**PROBLEM DETAILS**
Copy out, word for word, the stretch of the records that runs from the line containing "Locate any visible white" through the last line of the records.

**INPUT MATERIAL**
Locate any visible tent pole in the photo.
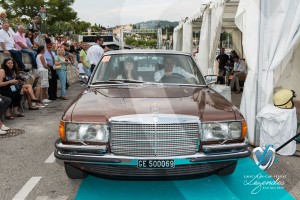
[254,0,264,146]
[207,8,211,74]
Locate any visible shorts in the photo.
[39,70,49,88]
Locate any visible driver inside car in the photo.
[154,57,195,81]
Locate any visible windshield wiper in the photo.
[92,79,144,85]
[109,79,144,83]
[92,80,123,85]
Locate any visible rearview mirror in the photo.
[204,75,218,85]
[78,74,89,85]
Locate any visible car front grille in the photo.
[110,123,199,157]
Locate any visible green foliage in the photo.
[0,0,77,26]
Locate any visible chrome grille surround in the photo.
[109,114,200,157]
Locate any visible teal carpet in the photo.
[75,158,294,200]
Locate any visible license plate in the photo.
[137,160,175,169]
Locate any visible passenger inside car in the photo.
[117,57,143,81]
[154,57,195,82]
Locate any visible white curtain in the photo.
[182,22,193,54]
[235,0,260,144]
[274,44,300,101]
[197,9,211,76]
[197,0,224,75]
[173,22,183,51]
[231,28,244,58]
[235,0,300,145]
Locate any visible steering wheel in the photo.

**SOLUTION**
Locate any visible white curtain in the photo.
[182,22,193,54]
[235,0,260,144]
[274,44,300,101]
[197,9,211,76]
[197,0,224,75]
[173,22,183,51]
[231,28,244,58]
[235,0,300,145]
Locate any visible steering wheel in the photo.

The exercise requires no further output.